WRITTEN TASKS:
**1.** In the homemade ketchup essay, why did Geoffrey come back in through the kitchen door? Please answer in one to three sentences.
**2.** Decide whether each statement agrees with the homemade ketchup essay, answering yes or no and quoting the words that settle it: (a) The lasagna was made with spinach noodles. (b) Geoffrey washed the dishes. (c) The dinner took place on an autumn night in 2000.

GIVEN TEXT:
▼
By David Leite
Founder of the award-winning Leite’s Culinaria website, and author of The New Portuguese Table cookbook, David Leite is an avid and accomplished home cook. Like any talent, that skill isn’t always appreciated as it should be—but it did give him the power to settle a not-so-petty score.
The journey that culminated in my realization of the wonder that is homemade ketchup was long and circuitous, and, as sometimes happens, littered with the body of a friend.
One autumn night in 2000, our friend Geoffrey slunk back in through our kitchen door, a waft of cigarette smoke trailing behind him, as he hoped to avoid his wife, Sarah, who was helping The One clear the dishes from the dining table so we could play cards. Geoffrey leaned against the counter while I washed dishes.
“The lasagna was great,” he said.
“Thanks.”
It wasn’t, actually. It was an anemic imposter, devoid of the beef, veal, pork, and cheese that define the true Italian diva. Instead, it contained zucchini, peppers, and broccoli rabe layered between spinach noodles. Geoffrey was in his green-food phase.
▲
DATA RECORDS:
▼
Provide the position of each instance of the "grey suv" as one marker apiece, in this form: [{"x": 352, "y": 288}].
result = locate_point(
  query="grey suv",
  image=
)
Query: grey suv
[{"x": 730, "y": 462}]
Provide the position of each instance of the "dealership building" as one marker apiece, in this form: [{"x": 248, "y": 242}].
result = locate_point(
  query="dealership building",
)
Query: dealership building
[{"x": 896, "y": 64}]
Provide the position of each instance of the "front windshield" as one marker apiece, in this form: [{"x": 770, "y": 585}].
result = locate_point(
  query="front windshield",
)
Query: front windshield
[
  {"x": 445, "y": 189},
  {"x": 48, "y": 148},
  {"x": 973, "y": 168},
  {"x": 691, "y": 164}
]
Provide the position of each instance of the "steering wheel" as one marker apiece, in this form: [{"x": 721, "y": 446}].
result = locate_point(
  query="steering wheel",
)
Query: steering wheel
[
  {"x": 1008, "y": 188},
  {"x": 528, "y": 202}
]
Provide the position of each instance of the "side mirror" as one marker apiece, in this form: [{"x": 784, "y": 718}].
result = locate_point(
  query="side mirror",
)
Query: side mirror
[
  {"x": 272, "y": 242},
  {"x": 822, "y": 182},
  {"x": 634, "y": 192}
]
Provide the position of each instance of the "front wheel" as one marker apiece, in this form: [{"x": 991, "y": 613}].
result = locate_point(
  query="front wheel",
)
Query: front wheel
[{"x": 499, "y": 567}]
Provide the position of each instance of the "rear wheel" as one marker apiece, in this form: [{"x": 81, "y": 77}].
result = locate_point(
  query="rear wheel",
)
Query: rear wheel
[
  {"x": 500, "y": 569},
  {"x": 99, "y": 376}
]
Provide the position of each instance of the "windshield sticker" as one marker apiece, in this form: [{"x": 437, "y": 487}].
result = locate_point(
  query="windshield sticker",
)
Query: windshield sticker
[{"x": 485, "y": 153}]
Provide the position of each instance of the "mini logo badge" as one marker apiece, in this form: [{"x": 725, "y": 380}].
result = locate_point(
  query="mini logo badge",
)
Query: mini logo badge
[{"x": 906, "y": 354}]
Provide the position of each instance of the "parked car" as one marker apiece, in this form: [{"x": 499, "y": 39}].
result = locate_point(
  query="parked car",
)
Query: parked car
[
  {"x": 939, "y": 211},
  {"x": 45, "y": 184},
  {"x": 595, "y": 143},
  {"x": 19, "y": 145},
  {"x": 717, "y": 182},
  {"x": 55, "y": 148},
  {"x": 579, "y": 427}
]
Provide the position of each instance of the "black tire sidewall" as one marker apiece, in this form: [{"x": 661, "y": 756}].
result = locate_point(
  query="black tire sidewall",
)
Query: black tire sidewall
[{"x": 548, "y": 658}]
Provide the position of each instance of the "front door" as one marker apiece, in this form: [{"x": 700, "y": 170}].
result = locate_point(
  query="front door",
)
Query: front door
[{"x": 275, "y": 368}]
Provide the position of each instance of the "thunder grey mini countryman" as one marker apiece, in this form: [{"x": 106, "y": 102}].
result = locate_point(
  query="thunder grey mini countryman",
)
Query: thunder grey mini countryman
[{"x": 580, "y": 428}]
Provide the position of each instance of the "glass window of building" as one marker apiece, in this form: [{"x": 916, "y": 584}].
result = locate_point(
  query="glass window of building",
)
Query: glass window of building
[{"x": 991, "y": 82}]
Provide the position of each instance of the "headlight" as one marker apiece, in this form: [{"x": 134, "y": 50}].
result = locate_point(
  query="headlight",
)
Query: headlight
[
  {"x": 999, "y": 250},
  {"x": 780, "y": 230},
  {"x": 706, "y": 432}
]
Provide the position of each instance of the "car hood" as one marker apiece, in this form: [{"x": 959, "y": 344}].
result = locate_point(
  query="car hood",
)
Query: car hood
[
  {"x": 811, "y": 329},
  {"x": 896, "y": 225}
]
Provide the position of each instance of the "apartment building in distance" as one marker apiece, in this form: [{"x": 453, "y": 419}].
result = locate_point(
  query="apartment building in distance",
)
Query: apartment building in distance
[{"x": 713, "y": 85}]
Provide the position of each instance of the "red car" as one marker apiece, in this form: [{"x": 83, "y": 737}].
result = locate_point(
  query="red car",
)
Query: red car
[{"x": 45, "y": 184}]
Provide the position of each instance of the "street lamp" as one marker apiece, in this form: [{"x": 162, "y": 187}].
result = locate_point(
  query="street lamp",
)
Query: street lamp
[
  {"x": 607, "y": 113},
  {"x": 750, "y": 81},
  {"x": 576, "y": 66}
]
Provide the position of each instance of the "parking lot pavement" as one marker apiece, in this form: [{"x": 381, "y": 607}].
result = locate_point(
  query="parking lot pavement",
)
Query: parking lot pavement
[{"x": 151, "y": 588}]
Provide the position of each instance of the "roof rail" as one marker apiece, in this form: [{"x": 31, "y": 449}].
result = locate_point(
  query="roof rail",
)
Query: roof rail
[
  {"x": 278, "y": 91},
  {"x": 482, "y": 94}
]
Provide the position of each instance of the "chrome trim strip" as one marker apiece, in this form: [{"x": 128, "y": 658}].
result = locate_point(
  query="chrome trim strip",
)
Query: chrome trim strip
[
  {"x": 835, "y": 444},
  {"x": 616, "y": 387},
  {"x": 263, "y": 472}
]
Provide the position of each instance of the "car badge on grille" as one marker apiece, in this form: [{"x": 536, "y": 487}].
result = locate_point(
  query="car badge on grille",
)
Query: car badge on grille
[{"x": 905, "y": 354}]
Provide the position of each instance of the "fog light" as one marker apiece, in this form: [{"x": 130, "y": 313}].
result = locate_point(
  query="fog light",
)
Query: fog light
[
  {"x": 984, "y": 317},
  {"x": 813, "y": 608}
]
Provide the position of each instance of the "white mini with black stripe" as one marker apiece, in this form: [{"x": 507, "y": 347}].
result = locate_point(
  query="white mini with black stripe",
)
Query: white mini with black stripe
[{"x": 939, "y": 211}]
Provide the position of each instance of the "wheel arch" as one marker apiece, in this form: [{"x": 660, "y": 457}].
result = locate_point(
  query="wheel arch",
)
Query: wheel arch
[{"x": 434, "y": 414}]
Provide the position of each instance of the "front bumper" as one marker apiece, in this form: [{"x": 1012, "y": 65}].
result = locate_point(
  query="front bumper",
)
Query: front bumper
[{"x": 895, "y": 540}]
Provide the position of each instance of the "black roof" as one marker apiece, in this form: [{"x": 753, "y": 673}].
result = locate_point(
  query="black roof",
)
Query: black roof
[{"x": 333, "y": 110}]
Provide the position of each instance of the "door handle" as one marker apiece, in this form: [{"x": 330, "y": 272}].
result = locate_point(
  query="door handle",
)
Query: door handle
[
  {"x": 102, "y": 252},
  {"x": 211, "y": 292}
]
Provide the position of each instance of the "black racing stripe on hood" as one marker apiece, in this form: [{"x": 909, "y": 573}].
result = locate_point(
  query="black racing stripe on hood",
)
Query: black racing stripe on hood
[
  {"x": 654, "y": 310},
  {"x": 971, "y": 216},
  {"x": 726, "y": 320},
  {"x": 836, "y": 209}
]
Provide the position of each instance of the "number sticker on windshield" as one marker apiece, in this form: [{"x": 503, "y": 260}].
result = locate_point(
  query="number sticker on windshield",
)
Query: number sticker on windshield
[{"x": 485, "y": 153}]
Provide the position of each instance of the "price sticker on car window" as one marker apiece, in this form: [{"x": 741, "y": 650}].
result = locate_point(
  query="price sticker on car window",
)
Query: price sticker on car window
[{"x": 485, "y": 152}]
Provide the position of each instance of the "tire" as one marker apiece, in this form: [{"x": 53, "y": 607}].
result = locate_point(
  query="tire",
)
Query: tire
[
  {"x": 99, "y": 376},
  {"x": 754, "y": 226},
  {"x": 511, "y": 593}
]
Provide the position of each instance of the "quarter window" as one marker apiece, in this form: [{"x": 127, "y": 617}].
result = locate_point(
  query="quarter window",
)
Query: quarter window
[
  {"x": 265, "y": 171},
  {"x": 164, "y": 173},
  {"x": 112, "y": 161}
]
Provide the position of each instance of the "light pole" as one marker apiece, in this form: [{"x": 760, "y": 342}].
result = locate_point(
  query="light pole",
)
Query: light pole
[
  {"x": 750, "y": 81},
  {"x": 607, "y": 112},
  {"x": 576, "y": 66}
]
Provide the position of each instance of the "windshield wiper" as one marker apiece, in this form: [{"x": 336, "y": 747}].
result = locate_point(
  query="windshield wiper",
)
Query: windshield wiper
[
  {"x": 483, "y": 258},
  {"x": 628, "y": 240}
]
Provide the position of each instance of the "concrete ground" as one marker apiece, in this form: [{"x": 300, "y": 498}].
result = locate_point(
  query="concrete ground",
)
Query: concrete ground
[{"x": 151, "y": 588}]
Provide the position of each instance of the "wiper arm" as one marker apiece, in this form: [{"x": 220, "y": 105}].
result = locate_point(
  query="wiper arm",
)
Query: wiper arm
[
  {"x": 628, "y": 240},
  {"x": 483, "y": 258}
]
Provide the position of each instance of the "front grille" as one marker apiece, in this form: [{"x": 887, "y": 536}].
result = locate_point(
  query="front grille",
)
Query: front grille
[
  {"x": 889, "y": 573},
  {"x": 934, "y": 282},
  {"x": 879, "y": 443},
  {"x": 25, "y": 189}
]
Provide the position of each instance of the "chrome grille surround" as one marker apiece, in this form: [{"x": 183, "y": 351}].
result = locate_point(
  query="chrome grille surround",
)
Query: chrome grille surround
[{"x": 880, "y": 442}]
▲
SOLUTIONS TO THE EXERCISE:
**1.** Geoffrey came back in through the kitchen door because he hoped to avoid his wife, Sarah. She was helping The One clear the dishes from the dining table.

**2.**
(a) Yes: "Instead, it contained zucchini, peppers, and broccoli rabe layered between spinach noodles."
(b) No: "Geoffrey leaned against the counter while I washed dishes."
(c) Yes: "One autumn night in 2000"